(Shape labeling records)
====
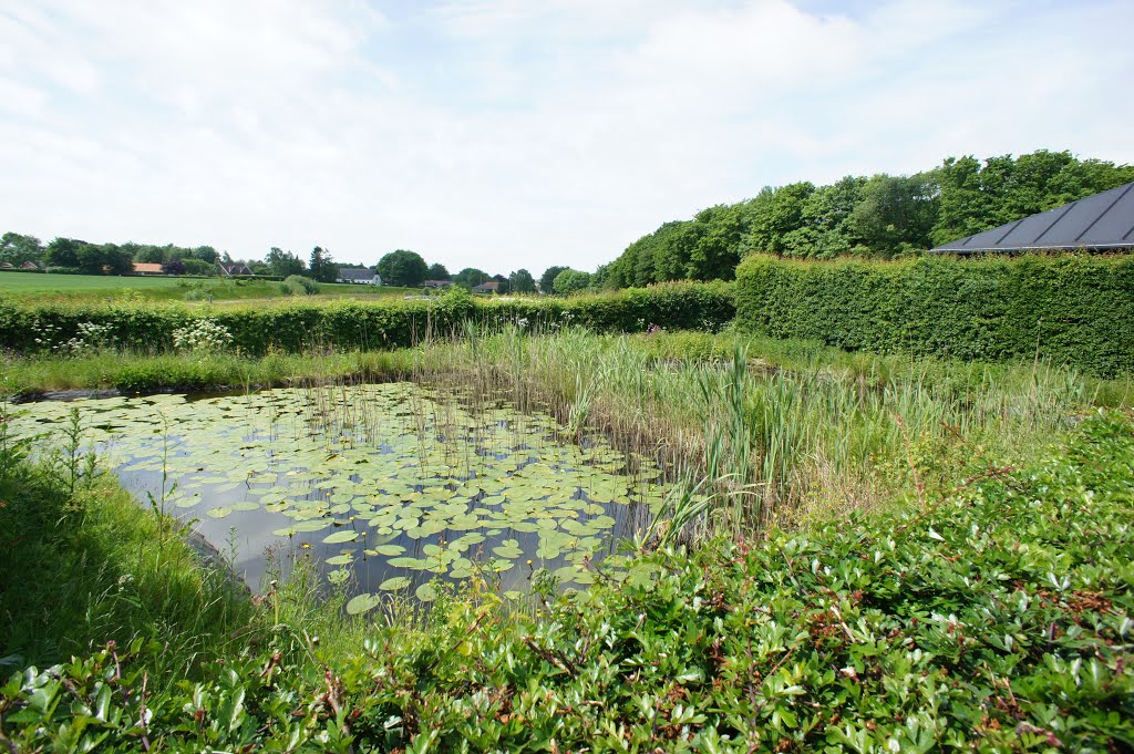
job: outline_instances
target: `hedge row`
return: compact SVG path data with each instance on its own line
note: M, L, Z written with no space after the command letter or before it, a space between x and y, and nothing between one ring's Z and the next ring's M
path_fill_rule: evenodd
M430 334L448 336L466 321L527 329L579 325L596 332L717 329L735 313L728 283L668 283L567 299L474 300L463 291L434 299L249 304L188 307L183 304L40 304L0 300L0 348L37 353L82 338L81 324L107 327L116 346L168 350L174 332L196 320L226 327L232 345L248 355L272 349L375 349L406 347Z
M1110 376L1134 371L1134 256L754 256L737 270L737 322L852 350L1039 355Z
====
- Your objective
Reproduce the material above word for word, omitting the pictures.

- Response to this exercise
job: outline_instances
target: `hedge row`
return: compact SVG path data with each instance on its own line
note: M, L, Z written with no space after the command letter or before it, a space between x and y, and nothing between one ring's Z and the next ring's M
path_fill_rule: evenodd
M430 334L448 336L466 321L527 329L579 325L596 332L717 329L735 313L728 283L668 283L567 299L474 300L463 291L434 299L249 304L188 307L183 304L40 304L0 300L0 348L37 353L82 338L81 324L107 327L116 346L168 350L174 332L196 320L226 327L232 345L248 355L272 349L375 349L406 347Z
M1110 376L1134 371L1134 256L754 256L737 270L737 322L852 350L1039 355Z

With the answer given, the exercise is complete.